__Text__:
.....

5 out of 5 stars More than meets the eye...   August 29, 2002
Clay Dale (West Hills, CA United States)
3 out of 9 found this review helpful

Skeptics and "Second Law of Thermodynamics" worshippers will not like this book. Cook takes a big professional gamble in writing "The Hunt for Zero Point", and his investigation has taken him to some very strange places.

If, however, you have spent years pondering out how space, time, and gravity work, and found yourself drawn to surprising conclusions, this book will resonate eerily with your wildest supposings. The last half especially hints at a technology beyond belief.

After the last page I suddenly remembered "Forbidden Planet", "Raiders of the Lost Ark", and "Sphere". What if they were more than just fun, imaginative movies?

Keep in mind that "Forbidden Planet" was released the same year the lid came down on antigravity talk in the aerospace industry.

Hmmm....


5 out of 5 stars Fantastic, also read Maddox   August 16, 2002
W. P. Davis (Boston)

.....

__Data supplied__:
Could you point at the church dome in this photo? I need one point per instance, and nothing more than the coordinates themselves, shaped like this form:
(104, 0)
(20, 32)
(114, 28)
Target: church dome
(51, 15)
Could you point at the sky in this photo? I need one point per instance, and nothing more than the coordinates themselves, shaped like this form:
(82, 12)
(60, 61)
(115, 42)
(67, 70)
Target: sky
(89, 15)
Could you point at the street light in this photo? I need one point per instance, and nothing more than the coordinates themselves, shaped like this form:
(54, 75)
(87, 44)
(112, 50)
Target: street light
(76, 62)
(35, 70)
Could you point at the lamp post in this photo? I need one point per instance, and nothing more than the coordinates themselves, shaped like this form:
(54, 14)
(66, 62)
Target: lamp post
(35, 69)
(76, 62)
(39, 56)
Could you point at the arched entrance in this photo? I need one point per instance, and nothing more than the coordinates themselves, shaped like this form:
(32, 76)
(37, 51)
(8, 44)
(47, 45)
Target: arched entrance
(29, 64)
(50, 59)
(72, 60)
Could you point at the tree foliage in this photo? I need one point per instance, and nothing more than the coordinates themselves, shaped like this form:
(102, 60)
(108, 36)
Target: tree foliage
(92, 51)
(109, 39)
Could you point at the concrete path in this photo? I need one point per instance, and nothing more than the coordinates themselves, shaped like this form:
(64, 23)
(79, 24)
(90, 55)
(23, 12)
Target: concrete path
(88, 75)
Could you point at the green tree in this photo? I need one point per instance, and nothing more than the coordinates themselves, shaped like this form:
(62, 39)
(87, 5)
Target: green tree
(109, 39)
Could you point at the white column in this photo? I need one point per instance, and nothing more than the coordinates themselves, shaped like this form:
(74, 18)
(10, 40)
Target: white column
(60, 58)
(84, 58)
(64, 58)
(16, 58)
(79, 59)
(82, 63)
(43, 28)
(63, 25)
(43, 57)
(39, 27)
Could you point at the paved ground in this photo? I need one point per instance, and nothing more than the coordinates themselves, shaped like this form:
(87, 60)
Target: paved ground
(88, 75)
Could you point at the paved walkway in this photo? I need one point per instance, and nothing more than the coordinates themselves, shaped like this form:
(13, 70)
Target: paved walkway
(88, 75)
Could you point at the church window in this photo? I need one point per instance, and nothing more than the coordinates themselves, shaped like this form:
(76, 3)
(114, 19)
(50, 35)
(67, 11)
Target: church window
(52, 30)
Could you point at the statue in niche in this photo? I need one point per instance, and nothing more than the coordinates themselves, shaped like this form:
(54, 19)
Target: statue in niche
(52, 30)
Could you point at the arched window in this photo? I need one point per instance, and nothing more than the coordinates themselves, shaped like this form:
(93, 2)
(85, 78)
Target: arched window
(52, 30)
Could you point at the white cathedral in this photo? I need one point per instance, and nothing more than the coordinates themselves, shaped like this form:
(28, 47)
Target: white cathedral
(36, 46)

.....

__Exercise goal__: In the book review, which movie does the reviewer say came out the same year the lid came down on antigravity talk in the aerospace industry?

__Reply to the exercise__: "Forbidden Planet"